START Dataset records

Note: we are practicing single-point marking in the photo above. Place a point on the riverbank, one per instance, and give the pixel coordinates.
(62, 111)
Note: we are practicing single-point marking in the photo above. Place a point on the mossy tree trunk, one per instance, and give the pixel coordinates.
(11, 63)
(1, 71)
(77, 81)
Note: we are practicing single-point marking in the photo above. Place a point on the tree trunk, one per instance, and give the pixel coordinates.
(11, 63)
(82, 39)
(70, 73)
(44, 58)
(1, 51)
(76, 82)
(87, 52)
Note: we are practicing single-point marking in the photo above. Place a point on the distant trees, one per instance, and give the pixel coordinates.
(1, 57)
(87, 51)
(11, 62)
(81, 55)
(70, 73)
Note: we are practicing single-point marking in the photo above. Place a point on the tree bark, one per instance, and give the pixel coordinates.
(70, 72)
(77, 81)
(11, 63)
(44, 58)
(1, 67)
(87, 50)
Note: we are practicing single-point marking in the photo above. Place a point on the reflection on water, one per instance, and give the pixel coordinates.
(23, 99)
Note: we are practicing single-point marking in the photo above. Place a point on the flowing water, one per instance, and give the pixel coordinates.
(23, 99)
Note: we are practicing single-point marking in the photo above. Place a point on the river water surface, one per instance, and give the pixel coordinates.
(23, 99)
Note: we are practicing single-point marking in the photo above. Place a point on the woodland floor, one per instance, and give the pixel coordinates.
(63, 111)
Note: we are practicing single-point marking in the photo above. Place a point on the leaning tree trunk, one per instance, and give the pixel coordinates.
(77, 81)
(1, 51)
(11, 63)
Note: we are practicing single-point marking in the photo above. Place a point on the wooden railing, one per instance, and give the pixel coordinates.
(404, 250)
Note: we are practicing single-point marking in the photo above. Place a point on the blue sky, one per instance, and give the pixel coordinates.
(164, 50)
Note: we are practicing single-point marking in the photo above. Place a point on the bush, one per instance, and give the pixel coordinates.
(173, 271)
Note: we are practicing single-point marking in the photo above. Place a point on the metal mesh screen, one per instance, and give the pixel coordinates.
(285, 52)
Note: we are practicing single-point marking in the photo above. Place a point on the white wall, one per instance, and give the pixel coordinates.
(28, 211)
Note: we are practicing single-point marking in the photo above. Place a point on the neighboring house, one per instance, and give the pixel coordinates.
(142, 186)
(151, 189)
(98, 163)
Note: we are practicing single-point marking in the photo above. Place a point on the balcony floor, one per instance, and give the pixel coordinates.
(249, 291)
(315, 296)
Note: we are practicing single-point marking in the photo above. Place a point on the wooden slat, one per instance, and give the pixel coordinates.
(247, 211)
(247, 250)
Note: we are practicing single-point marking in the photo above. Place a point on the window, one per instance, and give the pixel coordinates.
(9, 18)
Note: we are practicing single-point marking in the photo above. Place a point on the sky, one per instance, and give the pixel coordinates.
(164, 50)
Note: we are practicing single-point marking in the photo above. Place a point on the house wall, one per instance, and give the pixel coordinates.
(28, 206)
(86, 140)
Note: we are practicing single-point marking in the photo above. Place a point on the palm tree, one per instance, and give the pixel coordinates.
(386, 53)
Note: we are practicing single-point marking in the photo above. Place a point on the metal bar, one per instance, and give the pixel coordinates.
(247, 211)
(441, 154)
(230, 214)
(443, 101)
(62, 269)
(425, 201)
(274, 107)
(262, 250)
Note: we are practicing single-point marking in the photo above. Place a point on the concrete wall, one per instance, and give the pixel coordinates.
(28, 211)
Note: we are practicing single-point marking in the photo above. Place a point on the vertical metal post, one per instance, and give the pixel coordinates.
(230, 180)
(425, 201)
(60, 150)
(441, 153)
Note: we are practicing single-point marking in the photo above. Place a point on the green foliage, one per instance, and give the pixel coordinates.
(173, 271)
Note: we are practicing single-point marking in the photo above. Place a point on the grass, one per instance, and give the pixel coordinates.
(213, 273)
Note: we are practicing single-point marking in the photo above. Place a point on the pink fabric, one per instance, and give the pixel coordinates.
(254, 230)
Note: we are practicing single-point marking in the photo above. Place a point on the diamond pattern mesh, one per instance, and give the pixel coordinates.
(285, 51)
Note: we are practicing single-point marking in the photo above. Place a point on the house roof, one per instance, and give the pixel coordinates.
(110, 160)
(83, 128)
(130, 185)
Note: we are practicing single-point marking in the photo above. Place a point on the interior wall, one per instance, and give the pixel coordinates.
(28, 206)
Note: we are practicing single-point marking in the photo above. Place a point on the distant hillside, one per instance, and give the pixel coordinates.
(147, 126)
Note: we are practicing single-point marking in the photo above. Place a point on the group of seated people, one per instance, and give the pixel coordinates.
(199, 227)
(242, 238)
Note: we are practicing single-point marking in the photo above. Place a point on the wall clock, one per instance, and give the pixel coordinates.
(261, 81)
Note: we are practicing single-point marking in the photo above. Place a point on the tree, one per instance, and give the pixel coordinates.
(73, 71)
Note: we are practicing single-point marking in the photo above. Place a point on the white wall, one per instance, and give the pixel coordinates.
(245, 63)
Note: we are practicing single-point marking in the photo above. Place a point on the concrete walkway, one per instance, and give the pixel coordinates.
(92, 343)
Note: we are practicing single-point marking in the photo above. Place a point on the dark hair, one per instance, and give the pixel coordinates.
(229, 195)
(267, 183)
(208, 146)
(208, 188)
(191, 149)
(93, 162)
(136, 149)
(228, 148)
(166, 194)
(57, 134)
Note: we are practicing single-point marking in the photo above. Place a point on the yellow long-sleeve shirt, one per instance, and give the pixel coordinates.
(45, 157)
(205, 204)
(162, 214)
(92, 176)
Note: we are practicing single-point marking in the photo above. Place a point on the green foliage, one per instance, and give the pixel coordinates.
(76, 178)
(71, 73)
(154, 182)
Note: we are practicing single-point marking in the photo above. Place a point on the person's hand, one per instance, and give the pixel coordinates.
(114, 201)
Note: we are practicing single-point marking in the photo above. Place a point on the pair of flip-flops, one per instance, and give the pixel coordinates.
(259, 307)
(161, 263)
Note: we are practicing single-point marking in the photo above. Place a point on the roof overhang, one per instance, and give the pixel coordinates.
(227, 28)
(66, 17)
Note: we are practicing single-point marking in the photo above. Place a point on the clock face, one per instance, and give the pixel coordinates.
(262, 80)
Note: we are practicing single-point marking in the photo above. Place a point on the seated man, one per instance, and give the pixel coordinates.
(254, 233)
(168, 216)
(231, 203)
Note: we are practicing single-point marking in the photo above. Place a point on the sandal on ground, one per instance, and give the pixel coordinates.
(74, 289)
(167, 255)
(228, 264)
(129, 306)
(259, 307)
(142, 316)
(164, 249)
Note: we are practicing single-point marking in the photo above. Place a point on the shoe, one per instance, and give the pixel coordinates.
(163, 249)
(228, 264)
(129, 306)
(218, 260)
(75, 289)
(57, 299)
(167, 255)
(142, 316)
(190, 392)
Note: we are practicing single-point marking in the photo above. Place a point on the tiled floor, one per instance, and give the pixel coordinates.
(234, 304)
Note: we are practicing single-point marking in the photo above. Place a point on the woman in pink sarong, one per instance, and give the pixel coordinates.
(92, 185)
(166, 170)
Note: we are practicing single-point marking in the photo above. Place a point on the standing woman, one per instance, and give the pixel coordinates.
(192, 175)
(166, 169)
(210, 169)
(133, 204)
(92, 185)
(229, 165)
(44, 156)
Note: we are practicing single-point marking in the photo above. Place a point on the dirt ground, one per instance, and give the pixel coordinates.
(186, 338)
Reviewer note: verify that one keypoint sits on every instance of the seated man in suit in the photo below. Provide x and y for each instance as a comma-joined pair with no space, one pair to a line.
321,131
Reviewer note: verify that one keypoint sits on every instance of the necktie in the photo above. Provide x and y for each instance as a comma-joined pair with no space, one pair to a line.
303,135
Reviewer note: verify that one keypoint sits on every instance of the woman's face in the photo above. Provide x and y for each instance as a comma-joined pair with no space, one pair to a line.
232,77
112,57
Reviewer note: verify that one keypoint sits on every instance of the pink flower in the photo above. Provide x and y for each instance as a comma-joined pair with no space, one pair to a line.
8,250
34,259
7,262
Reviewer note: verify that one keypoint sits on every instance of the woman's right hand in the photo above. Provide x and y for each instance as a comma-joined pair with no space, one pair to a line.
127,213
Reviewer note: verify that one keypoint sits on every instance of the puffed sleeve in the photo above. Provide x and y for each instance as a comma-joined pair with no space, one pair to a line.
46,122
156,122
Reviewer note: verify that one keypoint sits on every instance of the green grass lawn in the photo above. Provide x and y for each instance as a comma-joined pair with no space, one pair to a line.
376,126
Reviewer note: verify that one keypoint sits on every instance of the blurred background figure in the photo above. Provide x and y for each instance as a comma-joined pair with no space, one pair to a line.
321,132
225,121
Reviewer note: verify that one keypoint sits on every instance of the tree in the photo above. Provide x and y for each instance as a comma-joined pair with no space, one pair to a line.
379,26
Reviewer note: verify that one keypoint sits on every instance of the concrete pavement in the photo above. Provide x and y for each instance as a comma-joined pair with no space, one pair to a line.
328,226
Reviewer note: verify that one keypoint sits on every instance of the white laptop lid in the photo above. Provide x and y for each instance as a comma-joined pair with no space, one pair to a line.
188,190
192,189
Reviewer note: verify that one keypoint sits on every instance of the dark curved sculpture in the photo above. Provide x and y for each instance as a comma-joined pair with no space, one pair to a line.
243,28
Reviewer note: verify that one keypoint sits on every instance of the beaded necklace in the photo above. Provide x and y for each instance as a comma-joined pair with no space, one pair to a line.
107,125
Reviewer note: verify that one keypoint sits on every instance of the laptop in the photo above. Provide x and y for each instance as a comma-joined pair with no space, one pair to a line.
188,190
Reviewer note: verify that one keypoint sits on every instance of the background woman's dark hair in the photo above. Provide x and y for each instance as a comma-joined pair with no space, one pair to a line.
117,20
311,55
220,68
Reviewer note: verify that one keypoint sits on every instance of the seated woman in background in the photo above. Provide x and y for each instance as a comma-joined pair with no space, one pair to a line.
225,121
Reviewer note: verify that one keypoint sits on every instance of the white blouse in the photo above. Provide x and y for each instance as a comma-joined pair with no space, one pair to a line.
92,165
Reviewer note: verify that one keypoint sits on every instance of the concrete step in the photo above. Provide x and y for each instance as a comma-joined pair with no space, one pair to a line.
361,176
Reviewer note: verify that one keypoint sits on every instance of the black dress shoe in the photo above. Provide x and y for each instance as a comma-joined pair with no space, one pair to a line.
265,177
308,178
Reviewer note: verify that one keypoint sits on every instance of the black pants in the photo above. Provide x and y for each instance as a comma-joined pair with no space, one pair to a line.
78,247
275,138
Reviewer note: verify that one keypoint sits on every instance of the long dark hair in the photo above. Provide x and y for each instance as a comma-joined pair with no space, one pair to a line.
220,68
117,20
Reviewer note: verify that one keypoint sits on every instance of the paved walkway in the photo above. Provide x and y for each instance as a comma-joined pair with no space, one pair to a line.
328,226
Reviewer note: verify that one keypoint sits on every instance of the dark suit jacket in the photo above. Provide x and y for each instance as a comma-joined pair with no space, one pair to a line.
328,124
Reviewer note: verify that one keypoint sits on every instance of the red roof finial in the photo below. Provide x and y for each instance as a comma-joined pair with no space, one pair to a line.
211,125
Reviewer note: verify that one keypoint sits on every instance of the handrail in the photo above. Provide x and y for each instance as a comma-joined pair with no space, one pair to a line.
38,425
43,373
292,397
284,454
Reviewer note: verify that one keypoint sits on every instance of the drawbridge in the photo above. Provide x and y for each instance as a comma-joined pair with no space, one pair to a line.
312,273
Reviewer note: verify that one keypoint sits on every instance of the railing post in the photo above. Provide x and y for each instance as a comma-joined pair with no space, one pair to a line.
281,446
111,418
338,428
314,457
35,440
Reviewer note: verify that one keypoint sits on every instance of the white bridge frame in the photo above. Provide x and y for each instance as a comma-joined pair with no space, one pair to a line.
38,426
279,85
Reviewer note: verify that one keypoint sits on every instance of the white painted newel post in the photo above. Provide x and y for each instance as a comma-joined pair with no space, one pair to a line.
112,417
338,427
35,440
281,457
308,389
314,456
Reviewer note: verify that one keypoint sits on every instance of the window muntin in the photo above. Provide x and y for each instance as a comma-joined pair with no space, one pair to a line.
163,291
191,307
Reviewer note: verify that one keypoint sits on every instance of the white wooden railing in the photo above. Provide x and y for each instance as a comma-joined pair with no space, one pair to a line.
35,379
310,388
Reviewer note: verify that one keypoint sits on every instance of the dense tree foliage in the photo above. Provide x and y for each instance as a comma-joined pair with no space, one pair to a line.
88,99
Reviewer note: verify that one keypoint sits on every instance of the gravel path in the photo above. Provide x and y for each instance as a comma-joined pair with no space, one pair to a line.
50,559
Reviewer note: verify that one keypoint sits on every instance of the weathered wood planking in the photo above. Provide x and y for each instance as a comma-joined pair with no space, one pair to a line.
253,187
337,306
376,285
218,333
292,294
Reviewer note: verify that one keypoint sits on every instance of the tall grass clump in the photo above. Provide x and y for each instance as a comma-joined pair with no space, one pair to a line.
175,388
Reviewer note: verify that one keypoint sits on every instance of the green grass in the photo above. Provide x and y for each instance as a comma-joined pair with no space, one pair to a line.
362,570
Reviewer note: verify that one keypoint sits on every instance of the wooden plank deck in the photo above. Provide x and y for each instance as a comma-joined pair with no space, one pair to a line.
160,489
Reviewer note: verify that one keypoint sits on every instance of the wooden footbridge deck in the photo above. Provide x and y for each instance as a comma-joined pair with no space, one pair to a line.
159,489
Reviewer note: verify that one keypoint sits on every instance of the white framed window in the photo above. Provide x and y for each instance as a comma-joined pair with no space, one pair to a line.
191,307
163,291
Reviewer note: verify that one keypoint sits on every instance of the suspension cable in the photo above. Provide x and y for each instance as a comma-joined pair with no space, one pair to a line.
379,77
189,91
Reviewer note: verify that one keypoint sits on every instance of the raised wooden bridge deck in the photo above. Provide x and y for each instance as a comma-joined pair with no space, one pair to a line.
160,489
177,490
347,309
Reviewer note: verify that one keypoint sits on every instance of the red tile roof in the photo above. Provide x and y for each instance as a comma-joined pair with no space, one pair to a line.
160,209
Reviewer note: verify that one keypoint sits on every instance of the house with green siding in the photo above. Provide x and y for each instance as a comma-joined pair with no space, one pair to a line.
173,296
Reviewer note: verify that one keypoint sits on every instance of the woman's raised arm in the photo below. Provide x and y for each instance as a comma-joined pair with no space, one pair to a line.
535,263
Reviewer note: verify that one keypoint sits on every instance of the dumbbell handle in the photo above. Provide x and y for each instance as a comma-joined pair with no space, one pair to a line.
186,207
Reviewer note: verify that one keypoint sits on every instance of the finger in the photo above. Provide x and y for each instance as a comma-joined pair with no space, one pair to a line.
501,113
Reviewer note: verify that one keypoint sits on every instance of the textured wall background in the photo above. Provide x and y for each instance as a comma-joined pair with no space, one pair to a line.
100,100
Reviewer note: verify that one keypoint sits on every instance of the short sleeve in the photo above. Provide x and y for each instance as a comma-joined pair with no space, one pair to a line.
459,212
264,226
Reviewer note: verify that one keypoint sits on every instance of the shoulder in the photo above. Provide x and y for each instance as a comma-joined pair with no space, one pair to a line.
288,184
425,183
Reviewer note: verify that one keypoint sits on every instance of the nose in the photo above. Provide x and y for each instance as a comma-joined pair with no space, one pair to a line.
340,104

END Dataset records

Locate the line with "of the short" in the entries above; extract it and every line after it, verbatim.

Reviewer note: verify that one keypoint sits on every instance of the short sleeve in the photo above. Provide x and y for each instance as a comma-joined pair with no space, one pair to a line.
459,212
264,226
Reviewer note: verify that one keypoint sits on every instance of the shoulder in the photo above. Provide x and y for each instance as a comma-joined pair with no space, one pair to a line.
288,184
425,183
Reviewer note: verify that one keypoint sits on every instance of the nose in the photo above. Provide x and y for each instance as a comma-joined pair with no space, one pair to a line.
340,104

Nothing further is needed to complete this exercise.